## Written problem:
Quote word for word the portion of the listing below that opens with the line containing "the pink bedspread" and closes with the line containing "x=417, y=947", both of those lines included.

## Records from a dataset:
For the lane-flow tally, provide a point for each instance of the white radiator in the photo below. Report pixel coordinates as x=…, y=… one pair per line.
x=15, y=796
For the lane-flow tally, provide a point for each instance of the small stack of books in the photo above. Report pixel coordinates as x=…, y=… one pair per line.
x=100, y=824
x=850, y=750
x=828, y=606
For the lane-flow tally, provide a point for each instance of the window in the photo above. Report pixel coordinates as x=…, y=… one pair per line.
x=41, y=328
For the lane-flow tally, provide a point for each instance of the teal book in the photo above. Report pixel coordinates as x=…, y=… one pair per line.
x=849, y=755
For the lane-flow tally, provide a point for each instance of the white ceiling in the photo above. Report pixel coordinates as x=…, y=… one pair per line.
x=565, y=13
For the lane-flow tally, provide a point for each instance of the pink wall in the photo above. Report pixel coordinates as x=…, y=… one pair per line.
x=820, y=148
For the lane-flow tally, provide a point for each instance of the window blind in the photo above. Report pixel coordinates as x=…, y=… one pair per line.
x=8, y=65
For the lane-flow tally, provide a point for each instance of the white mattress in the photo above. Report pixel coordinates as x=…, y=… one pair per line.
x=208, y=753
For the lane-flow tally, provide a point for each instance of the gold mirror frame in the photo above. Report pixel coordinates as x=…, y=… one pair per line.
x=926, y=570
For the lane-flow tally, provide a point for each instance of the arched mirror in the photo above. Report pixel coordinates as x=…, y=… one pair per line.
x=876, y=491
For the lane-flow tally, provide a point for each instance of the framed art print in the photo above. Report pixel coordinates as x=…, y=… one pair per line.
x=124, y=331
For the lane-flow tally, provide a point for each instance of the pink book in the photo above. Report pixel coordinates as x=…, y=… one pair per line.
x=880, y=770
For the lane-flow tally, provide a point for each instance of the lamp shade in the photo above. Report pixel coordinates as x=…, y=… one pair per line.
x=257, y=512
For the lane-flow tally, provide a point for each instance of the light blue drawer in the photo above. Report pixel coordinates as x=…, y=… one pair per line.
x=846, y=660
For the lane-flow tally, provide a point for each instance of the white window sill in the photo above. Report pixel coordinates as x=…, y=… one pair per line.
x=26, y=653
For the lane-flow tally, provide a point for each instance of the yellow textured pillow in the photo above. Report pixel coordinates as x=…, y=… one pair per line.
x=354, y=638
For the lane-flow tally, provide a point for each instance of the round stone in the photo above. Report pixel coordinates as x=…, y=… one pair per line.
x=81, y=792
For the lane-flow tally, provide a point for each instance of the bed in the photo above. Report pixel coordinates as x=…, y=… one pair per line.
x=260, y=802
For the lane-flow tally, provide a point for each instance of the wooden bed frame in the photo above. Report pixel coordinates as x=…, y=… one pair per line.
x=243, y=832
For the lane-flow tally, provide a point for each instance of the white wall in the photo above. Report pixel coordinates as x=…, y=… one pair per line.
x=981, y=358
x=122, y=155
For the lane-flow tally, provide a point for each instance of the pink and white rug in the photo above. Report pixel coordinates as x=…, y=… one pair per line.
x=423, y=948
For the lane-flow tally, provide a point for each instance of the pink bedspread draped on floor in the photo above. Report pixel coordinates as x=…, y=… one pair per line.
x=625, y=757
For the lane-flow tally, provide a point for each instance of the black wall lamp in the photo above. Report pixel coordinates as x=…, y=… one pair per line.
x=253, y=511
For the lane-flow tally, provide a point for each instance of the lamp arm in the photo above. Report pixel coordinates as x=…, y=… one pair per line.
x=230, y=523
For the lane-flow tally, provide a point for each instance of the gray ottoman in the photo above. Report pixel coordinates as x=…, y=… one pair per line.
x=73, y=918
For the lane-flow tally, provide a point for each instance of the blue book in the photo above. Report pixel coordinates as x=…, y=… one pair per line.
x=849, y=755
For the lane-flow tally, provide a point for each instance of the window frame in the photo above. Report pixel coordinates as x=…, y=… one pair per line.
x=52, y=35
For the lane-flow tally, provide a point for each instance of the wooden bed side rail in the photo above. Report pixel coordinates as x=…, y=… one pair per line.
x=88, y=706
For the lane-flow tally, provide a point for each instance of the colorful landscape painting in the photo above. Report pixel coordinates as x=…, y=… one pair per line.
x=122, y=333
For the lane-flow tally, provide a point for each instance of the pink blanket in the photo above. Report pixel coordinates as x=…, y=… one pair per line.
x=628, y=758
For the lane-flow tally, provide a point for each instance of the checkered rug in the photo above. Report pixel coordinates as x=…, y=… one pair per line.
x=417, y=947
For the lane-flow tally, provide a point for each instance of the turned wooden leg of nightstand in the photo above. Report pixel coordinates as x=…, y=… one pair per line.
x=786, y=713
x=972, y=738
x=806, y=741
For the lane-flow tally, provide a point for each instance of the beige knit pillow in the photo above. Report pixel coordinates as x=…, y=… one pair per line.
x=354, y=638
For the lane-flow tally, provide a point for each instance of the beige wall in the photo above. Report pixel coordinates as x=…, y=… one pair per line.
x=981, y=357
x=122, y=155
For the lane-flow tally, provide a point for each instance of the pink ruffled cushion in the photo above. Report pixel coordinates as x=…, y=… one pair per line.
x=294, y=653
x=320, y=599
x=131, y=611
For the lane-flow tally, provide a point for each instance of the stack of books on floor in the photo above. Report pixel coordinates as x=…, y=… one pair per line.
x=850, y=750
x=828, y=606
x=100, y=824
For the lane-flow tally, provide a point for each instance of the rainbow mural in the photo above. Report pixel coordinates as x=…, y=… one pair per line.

## Answer for this exercise:
For the lane-flow tally, provide a point for each instance of the pink bedspread draped on floor in the photo above. Report pixel coordinates as x=…, y=… one pair per line.
x=625, y=757
For the lane-flow tally, provide a point for each instance of the black wall lamp in the photo above. Report pixel coordinates as x=…, y=… one pair per line.
x=253, y=511
For the lane-flow tally, provide a point for each instance of the lamp arm in the photo above. Report pixel coordinates as x=…, y=… one pair per line.
x=230, y=523
For the lane-flow tally, provide a point for each instance of the gray ottoman in the photo above. Report pixel coordinates as x=…, y=… one pair per line.
x=73, y=918
For the lane-flow tally, provide a point for each instance of the blue book in the photo above. Report pixel coordinates as x=…, y=… one pair per line.
x=849, y=755
For the lane-flow tally, provide a point for each instance of the window frame in the photo above. Report pixel coordinates as x=…, y=… one pair per line.
x=52, y=35
For the lane-flow tally, provide a point for each instance of the wooden bed side rail in the photo above. Report pixel coordinates as x=…, y=… one pair per line.
x=88, y=706
For the lane-flow tally, provide a point for each instance of the colorful landscape painting in the photo above. Report pixel coordinates as x=…, y=… one pair per line.
x=122, y=333
For the lane-flow tally, provide a point for each instance of the pink blanket in the photo above. Report pixel coordinates as x=…, y=… one pair per line.
x=628, y=758
For the lane-flow tally, provide a point for each instance of the checkered rug in the photo above. Report pixel coordinates as x=…, y=… one pair per line.
x=417, y=947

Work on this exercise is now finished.